**What you will do:**
Please copy the entries again, starting with the line that contains "Goal: Detect the person in black shirt" and going on through the line that contains "xmin=732 ymin=169 xmax=767 ymax=198", renaming "Detect" to "Locate" and changing nothing else.

================================

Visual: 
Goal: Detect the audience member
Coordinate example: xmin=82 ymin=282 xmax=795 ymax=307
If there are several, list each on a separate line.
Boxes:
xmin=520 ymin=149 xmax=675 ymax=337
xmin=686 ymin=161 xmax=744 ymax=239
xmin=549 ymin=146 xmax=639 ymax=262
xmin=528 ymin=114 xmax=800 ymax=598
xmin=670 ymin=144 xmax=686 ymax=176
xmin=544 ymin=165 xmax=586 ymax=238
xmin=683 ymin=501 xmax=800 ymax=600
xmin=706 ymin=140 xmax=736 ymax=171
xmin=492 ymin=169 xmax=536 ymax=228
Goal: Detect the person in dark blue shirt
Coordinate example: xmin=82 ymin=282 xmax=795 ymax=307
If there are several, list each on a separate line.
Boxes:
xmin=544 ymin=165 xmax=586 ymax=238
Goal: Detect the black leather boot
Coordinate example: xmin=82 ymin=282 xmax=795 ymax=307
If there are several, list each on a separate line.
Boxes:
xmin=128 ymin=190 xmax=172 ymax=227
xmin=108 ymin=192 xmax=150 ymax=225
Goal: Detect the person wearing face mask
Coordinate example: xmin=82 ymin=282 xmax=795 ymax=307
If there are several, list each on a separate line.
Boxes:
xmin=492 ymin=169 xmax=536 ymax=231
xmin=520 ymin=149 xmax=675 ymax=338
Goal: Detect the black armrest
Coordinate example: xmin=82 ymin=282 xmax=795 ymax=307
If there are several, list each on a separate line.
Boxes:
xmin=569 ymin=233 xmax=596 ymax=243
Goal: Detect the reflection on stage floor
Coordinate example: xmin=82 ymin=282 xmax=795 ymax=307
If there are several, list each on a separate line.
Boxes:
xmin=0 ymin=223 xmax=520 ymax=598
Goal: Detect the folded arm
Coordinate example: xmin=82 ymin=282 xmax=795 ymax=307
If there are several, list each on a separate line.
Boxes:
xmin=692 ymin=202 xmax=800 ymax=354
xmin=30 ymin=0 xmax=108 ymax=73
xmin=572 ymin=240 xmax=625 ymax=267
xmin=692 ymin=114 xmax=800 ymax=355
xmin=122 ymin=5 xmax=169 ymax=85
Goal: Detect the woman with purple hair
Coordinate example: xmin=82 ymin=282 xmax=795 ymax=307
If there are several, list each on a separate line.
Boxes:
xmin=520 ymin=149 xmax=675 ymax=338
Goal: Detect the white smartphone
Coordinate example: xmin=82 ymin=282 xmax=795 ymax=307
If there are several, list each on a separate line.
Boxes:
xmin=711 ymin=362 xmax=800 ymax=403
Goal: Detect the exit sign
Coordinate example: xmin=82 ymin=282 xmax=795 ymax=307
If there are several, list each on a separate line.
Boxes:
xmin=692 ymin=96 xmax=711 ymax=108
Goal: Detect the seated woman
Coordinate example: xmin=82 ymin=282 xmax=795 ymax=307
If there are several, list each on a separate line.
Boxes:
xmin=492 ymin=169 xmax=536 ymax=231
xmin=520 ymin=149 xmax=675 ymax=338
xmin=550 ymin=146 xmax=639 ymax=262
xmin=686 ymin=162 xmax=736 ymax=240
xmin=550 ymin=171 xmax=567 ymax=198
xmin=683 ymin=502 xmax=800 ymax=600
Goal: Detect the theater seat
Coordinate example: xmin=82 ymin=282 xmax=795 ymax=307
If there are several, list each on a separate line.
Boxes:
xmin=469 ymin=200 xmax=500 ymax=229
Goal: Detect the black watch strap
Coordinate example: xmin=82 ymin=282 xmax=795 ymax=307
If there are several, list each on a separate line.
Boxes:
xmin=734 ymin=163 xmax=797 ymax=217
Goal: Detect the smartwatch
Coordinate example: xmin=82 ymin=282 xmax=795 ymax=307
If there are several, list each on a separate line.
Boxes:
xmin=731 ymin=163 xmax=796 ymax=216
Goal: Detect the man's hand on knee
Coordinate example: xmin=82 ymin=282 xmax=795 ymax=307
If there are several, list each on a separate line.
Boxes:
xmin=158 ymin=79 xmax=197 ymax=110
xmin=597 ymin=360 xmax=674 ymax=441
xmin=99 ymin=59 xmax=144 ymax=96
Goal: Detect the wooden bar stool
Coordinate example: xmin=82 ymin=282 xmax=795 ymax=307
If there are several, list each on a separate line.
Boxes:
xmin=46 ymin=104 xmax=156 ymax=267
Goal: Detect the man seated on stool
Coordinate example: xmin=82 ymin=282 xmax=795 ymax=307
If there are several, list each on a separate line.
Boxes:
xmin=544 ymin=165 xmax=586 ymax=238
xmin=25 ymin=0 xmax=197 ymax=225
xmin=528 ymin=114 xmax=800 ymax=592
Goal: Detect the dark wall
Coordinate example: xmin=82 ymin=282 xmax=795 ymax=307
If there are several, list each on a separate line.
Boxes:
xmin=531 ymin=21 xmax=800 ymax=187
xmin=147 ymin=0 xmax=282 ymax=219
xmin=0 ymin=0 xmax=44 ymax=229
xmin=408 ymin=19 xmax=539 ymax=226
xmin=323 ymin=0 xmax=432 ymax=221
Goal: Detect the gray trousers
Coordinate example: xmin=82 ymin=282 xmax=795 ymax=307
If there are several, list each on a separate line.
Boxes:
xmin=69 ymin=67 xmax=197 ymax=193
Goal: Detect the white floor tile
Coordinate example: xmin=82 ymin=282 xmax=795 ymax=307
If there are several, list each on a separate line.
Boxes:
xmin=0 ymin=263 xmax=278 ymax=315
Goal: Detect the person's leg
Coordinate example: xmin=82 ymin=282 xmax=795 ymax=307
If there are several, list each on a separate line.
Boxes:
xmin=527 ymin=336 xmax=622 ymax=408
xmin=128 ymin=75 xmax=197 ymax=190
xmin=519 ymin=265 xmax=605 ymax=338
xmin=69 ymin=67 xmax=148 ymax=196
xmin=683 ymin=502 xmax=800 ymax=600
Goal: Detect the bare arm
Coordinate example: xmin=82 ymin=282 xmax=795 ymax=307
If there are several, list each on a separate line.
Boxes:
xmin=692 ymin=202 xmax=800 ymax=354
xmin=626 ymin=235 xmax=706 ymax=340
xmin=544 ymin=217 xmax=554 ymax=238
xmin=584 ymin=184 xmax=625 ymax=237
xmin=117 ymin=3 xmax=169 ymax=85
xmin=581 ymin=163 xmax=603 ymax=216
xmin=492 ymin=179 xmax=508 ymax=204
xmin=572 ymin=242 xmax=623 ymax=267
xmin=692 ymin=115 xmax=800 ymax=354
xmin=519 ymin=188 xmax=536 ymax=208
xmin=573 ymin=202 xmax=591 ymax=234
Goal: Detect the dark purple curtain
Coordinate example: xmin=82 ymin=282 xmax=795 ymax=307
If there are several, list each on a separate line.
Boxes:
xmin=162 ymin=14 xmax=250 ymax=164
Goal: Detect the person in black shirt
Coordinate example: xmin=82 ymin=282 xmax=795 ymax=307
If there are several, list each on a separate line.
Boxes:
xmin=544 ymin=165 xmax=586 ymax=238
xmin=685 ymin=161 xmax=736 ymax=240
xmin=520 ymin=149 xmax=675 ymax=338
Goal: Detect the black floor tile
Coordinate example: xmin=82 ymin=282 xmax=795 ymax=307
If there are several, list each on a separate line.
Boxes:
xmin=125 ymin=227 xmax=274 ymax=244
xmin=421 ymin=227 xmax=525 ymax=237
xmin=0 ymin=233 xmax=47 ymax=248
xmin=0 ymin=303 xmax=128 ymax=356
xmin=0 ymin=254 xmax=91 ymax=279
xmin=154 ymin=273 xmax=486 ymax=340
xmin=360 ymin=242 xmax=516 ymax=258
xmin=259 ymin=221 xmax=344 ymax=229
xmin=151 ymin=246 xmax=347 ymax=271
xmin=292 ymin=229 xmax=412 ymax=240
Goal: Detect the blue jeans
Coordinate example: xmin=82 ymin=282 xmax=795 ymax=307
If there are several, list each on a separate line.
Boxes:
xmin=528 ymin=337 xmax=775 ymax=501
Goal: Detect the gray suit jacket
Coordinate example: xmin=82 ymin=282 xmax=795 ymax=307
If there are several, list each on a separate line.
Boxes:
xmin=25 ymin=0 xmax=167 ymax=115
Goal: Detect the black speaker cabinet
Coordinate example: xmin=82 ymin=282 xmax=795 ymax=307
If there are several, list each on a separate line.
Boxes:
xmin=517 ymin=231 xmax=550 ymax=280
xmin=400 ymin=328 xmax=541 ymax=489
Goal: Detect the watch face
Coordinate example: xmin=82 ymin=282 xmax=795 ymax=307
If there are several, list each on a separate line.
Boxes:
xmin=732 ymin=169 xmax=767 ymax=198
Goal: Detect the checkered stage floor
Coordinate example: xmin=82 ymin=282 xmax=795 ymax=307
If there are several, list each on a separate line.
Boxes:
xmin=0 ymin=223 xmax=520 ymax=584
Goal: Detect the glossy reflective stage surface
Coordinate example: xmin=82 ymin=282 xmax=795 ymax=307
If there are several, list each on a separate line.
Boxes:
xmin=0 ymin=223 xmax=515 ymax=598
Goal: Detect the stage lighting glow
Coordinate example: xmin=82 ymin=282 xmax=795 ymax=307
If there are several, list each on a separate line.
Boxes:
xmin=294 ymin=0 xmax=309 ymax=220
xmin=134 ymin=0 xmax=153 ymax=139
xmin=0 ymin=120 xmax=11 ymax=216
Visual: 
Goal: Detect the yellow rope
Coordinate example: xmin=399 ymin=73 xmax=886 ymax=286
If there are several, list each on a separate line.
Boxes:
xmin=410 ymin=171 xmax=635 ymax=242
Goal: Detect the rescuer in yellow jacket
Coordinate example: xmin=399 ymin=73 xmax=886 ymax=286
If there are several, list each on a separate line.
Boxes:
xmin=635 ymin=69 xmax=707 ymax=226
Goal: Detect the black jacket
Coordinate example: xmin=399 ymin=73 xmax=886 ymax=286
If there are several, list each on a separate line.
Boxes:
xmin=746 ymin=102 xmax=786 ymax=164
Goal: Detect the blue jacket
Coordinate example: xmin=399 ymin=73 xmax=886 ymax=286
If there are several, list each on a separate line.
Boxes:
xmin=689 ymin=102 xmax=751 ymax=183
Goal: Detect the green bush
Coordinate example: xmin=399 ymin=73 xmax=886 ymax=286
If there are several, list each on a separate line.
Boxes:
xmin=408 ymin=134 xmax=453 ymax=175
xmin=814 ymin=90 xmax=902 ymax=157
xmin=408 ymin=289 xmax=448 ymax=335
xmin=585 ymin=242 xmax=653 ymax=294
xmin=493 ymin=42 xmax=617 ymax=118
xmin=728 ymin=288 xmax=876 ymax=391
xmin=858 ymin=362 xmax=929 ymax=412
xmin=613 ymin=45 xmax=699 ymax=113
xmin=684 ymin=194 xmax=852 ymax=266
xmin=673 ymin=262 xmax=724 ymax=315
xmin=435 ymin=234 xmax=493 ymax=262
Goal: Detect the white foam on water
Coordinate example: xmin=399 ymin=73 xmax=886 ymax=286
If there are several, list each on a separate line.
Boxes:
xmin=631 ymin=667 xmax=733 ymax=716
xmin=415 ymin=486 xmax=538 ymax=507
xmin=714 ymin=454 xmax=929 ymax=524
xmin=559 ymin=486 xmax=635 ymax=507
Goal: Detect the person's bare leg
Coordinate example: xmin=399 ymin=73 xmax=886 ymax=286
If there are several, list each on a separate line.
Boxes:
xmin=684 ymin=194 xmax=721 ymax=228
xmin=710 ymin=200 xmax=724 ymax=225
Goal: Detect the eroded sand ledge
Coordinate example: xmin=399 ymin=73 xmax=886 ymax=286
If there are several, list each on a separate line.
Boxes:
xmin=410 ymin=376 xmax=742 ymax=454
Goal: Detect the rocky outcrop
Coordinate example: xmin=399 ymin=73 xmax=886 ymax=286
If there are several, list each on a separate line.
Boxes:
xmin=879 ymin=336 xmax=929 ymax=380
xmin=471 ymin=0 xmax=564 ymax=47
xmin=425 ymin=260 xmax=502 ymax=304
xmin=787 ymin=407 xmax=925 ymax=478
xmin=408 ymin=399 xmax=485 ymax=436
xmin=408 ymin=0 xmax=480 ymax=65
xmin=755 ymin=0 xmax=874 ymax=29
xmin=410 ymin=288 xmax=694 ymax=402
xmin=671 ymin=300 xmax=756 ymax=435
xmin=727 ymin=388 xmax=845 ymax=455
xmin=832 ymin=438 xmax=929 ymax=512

================================

**Completed exercise:**
Goal: Locate the person in black shirt
Coordinate example: xmin=82 ymin=282 xmax=795 ymax=307
If there are several, list each on a separate line.
Boxes:
xmin=544 ymin=165 xmax=586 ymax=238
xmin=685 ymin=161 xmax=736 ymax=240
xmin=520 ymin=149 xmax=675 ymax=338
Goal: Locate the black floor tile
Coordinate example: xmin=82 ymin=282 xmax=795 ymax=307
If there are several, list each on a separate line.
Boxes:
xmin=125 ymin=227 xmax=274 ymax=244
xmin=421 ymin=227 xmax=525 ymax=237
xmin=0 ymin=233 xmax=47 ymax=248
xmin=0 ymin=303 xmax=128 ymax=356
xmin=0 ymin=254 xmax=91 ymax=279
xmin=154 ymin=273 xmax=486 ymax=340
xmin=360 ymin=242 xmax=516 ymax=258
xmin=259 ymin=221 xmax=344 ymax=229
xmin=151 ymin=246 xmax=347 ymax=271
xmin=292 ymin=229 xmax=412 ymax=240
Goal: Locate the blue jeans
Coordinate example: xmin=82 ymin=282 xmax=795 ymax=307
If there are several, list each on a separate line.
Boxes:
xmin=528 ymin=337 xmax=775 ymax=501
Goal: Locate the gray suit jacket
Coordinate example: xmin=82 ymin=282 xmax=795 ymax=307
If there are several, list each on a separate line.
Boxes:
xmin=25 ymin=0 xmax=167 ymax=115
Goal: Locate the black speaker cabinet
Coordinate example: xmin=82 ymin=282 xmax=795 ymax=307
If there are several, list each on a separate line.
Boxes:
xmin=517 ymin=231 xmax=550 ymax=280
xmin=400 ymin=328 xmax=541 ymax=489
Goal: Locate the watch face
Coordinate example: xmin=82 ymin=282 xmax=795 ymax=307
If there are several, list each on a separate line.
Boxes:
xmin=732 ymin=169 xmax=767 ymax=198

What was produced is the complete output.